→ **DOCUMENT TEXT**:

Job: a tale for the pandemic, Part Two (Pentecost 19B to 22B)

The book of Job is a challenging and disturbing book. It takes us to a central dilemma that we all face in our lives. It provides us with a stimulus to undertake an exploration that is eminently suited to the time that we have been experiencing over the past few months in lockdown—indeed, since early in 2020. The book poses the question: why is this happening?

See https://johntsquires.com/2021/10/20/job-a-tale-for-the-pandemic-part-one-pentecost-19b-to-22b/

That’s a question many are asking about the pandemic. Why has it come upon us? Or, to be more theological about it: why are innocent people suffering? why are we caught in this current spiral? do those without a moral compass appear to prosper? why do those who seek to do good find themselves beset by problem after problem?

The question is acute for us each personally, during this time of restrictions because of a global pandemic. After all, we had nothing to do with the cause of the pandemic. Why should we suffer the frustrations of lockdowns, if we are innocent of causing the virus to spread? Why should we endure the hardships of reduced interpersonal interactions, if we have been behaving with due care? Why should we not be able to gather for worship, since we have not been in places where infections have been found?

The question is also pertinent and pressing in our current global context. For a start, the pandemic has inflicted suffering and death on millions of people around the world—suffering far more invasive than what we are experiencing in the current lockdown. How many millions of people have died? And how many millions of family members have suffered the grief and despair of not being able to say farewell to their loved ones as they die in hospital wards? And how many medical and nursing professionals have been stressed beyond limit by the incessant demands they have faced during the pandemic? And how fair is all of this?

The question also presses in terms of the climate. We have long known that the climate is changing, the high temperature averages are claiming, the arctic glaciers are melting, the sea levels are rising, the intensity and frequency of catastrophic weather events are climbing—and people around the globe are suffering. All of this presents a challenge to the way we live. We may even think that we are suffering unfairly in such a scenario.

It is clear that the science has come to a conclusive decision: we human beings have been contributing in a major way to the changes in the climate for over two centuries, now. We actually can’t lament that we are suffering unfairly, since our comfortable lifestyles in the well-to-do Western world undoubtedly mean that our carbon footprints are much larger than they should be. We are contributing to climate change, so can’t expect to be exempt from its ravages.

→ **INFORMATION PROVIDED**:

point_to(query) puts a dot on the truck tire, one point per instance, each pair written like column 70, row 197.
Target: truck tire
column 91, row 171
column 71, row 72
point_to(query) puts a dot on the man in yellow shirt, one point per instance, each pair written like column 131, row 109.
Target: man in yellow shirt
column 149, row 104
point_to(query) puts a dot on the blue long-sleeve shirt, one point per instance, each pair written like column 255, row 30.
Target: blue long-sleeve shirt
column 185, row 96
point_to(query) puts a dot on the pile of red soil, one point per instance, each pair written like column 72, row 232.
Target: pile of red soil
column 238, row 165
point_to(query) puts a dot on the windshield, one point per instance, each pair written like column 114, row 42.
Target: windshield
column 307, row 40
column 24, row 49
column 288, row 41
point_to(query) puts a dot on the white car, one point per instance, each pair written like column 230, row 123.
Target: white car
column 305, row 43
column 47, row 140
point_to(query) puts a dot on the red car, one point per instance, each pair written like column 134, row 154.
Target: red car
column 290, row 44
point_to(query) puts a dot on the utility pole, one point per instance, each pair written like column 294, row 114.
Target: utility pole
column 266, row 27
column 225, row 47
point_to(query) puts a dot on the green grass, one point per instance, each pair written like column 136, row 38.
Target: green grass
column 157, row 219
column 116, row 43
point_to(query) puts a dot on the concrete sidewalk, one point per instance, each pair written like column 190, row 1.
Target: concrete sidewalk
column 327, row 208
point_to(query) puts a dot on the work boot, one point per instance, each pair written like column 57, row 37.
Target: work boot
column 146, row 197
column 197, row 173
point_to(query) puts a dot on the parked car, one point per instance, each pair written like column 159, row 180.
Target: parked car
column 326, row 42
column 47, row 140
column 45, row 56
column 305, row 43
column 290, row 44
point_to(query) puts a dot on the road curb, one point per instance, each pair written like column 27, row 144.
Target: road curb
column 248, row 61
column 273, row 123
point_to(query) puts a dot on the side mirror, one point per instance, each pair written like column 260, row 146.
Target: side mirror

→ **TASK ITEM A**: Update the stretch from "The question is acute" through "have been found?" in the text on Job and the pandemic, putting "church services" in place of "worship".
→ **TASK ITEM B**: In the text on Job and the pandemic, shorten the paragraph that begins "The question is also pertinent and pressing" while keeping its main points.
→ **TASK ITEM C**: Pick up the text on Job and the pandemic after its last sentence and keep writing.

→ **ANSWER AREA A**:
The question is acute for us each personally, during this time of restrictions because of a global pandemic. After all, we had nothing to do with the cause of the pandemic. Why should we suffer the frustrations of lockdowns, if we are innocent of causing the virus to spread? Why should we endure the hardships of reduced interpersonal interactions, if we have been behaving with due care? Why should we not be able to gather for church services, since we have not been in places where infections have been found?

→ **ANSWER AREA B**: The question also matters worldwide. The pandemic has brought suffering and death to millions, far worse than what we face in lockdown. Millions have died, many families could not say goodbye to loved ones dying in hospital, and medical and nursing staff have been pushed past their limits. How fair is all of this?

→ **ANSWER AREA C**:
But what of those whose carbon footprint is minuscule, in comparison to our own? There are 16 African countries whose CO2 emissions per year are 0.15 tons per person or less. As you trace the names of countries as the figure rises, there are many more African and Asian countries, long before any European countries are noted.

By contrast, the figure is 17.10 tons per person for Australia, 15.52 for the USA, and 18.58 for Canada. That is a completely inequitable output. Should we not be suffering more deeply, in the western world, than people in Africa and Asia are? And yet the reality is that the comfortable, even extravagant, lifestyle of the western world is what is driving the incessant rate of increased CO2 in the atmosphere. And the whole world—humans, animals, fish and bird, and vegetation—suffers as a result. The questions raised by Job are acutely relevant to this issue.

(The figures come from https://www.worldometers.info/co2-emissions/co2-emissions-per-capita/)

And the question remains hanging as we reflect on levels of malnutrition and access to food in the current world. The World Food Programme of the United Nations estimates that one in three people around the world. Even before the current pandemic, each and every day of the year, 820 million people were seriously underfed and hungry.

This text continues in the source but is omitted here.